* [ABOUT THIS TASK]
Set down the material again. Keep every line exactly as it is.

* [SUPPLIED ENTRIES]
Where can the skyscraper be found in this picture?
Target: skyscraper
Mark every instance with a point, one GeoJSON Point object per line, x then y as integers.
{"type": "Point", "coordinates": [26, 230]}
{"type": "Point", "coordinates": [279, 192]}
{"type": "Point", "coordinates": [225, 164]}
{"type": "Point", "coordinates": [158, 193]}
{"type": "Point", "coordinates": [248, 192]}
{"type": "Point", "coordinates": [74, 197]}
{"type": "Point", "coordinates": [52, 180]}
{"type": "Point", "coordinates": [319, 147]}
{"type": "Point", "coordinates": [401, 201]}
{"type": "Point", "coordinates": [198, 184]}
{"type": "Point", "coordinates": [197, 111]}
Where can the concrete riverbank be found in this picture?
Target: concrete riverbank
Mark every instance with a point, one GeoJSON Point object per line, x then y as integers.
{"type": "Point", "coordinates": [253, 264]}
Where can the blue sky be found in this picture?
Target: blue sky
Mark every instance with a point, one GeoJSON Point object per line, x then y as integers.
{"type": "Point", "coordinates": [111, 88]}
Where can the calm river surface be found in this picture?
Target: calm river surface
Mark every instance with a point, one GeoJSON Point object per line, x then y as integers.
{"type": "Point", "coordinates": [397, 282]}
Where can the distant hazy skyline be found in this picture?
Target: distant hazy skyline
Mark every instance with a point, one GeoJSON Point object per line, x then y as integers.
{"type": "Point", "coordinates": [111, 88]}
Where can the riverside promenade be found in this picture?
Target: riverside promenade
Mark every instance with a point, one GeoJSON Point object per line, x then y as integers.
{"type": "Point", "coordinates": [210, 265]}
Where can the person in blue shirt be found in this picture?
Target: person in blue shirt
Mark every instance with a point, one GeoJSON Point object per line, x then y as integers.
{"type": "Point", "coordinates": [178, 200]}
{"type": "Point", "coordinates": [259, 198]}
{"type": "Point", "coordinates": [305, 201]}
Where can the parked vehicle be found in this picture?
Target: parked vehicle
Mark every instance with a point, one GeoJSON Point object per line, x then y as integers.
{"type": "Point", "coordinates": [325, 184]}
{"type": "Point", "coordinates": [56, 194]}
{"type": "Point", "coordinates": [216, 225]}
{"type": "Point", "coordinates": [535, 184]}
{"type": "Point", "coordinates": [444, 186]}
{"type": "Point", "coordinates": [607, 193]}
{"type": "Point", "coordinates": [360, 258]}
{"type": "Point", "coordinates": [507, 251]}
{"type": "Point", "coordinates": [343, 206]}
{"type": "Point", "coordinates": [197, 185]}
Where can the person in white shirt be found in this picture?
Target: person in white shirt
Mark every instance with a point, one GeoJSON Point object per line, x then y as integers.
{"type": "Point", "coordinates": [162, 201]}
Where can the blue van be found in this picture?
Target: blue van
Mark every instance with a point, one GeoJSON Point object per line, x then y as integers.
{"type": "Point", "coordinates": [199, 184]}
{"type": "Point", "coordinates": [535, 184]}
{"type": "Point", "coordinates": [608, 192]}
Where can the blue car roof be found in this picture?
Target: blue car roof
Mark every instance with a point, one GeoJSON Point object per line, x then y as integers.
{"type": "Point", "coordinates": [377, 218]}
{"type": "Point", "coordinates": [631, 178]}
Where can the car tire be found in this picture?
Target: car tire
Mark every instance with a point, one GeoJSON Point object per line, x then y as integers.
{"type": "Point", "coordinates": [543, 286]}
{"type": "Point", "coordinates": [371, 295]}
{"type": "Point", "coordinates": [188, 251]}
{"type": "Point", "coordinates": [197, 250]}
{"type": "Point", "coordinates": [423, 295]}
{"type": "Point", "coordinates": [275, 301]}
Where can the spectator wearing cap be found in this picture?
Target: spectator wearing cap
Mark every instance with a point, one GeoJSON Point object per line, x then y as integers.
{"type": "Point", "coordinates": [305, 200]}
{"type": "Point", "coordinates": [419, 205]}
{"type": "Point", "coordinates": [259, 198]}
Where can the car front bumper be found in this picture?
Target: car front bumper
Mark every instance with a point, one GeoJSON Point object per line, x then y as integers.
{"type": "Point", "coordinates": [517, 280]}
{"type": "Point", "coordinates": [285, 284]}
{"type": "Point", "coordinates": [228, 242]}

* [YOUR RESPONSE]
Where can the skyscraper be found in this picture?
Target: skyscraper
Mark every instance with a point, one GeoJSON Point object per line, x then y as integers.
{"type": "Point", "coordinates": [26, 230]}
{"type": "Point", "coordinates": [279, 192]}
{"type": "Point", "coordinates": [225, 164]}
{"type": "Point", "coordinates": [158, 193]}
{"type": "Point", "coordinates": [248, 192]}
{"type": "Point", "coordinates": [74, 197]}
{"type": "Point", "coordinates": [52, 180]}
{"type": "Point", "coordinates": [319, 147]}
{"type": "Point", "coordinates": [401, 201]}
{"type": "Point", "coordinates": [198, 184]}
{"type": "Point", "coordinates": [197, 111]}
Where can the concrete riverbank be found in this picture?
Target: concrete riverbank
Mark every instance with a point, one GeoJSON Point object per line, x then y as integers.
{"type": "Point", "coordinates": [253, 264]}
Where can the blue sky be found in this picture?
Target: blue sky
Mark every instance with a point, one GeoJSON Point object per line, x then y as integers.
{"type": "Point", "coordinates": [111, 88]}
Where can the calm river surface be found in this picture?
Target: calm river surface
Mark every instance with a point, one GeoJSON Point object per line, x then y as integers.
{"type": "Point", "coordinates": [397, 282]}
Where can the distant hazy skyline be found in this picture?
Target: distant hazy skyline
Mark every instance with a point, one GeoJSON Point object per line, x then y as integers.
{"type": "Point", "coordinates": [111, 88]}
Where can the riverside promenade be found in this picture?
Target: riverside promenade
Mark every instance with a point, one GeoJSON Point object per line, x then y as integers.
{"type": "Point", "coordinates": [210, 265]}
Where can the person in blue shirt be found in this picture?
Target: person in blue shirt
Mark every instance with a point, one GeoJSON Point object per line, x then y as integers.
{"type": "Point", "coordinates": [178, 200]}
{"type": "Point", "coordinates": [259, 198]}
{"type": "Point", "coordinates": [305, 201]}
Where can the parked vehicle be found in this picture?
Target: parked vehicle
Mark every instance with a point, one GeoJSON Point object per line, x then y as integers.
{"type": "Point", "coordinates": [325, 184]}
{"type": "Point", "coordinates": [56, 194]}
{"type": "Point", "coordinates": [216, 225]}
{"type": "Point", "coordinates": [535, 184]}
{"type": "Point", "coordinates": [444, 186]}
{"type": "Point", "coordinates": [607, 193]}
{"type": "Point", "coordinates": [360, 258]}
{"type": "Point", "coordinates": [507, 251]}
{"type": "Point", "coordinates": [343, 206]}
{"type": "Point", "coordinates": [197, 185]}
Where can the person in white shirt be found in this picture?
Target: person in white shirt
Mark every instance with a point, one GeoJSON Point object per line, x then y as integers.
{"type": "Point", "coordinates": [162, 201]}
Where can the blue van be found in this picture?
Target: blue van
Mark every instance with a point, one GeoJSON Point object per line, x then y as integers.
{"type": "Point", "coordinates": [199, 184]}
{"type": "Point", "coordinates": [535, 184]}
{"type": "Point", "coordinates": [608, 192]}
Where can the blue car roof be found in this picture?
Target: blue car roof
Mark every instance with a point, one GeoJSON Point object per line, x then y as integers.
{"type": "Point", "coordinates": [377, 218]}
{"type": "Point", "coordinates": [631, 178]}
Where can the car tire be found in this picture?
Target: car tire
Mark every instance with a point, one GeoJSON Point object per line, x then y as integers.
{"type": "Point", "coordinates": [543, 286]}
{"type": "Point", "coordinates": [371, 295]}
{"type": "Point", "coordinates": [188, 251]}
{"type": "Point", "coordinates": [197, 250]}
{"type": "Point", "coordinates": [423, 295]}
{"type": "Point", "coordinates": [275, 301]}
Where can the spectator wearing cap be found in this picture?
Target: spectator wearing cap
Mark every instance with a point, one GeoJSON Point object per line, x then y as integers.
{"type": "Point", "coordinates": [305, 200]}
{"type": "Point", "coordinates": [419, 205]}
{"type": "Point", "coordinates": [259, 198]}
Where can the car front bumper be found in this picture?
Target: car front bumper
Mark every instance with a point, one GeoJSON Point object per line, x then y as integers.
{"type": "Point", "coordinates": [517, 280]}
{"type": "Point", "coordinates": [285, 284]}
{"type": "Point", "coordinates": [228, 242]}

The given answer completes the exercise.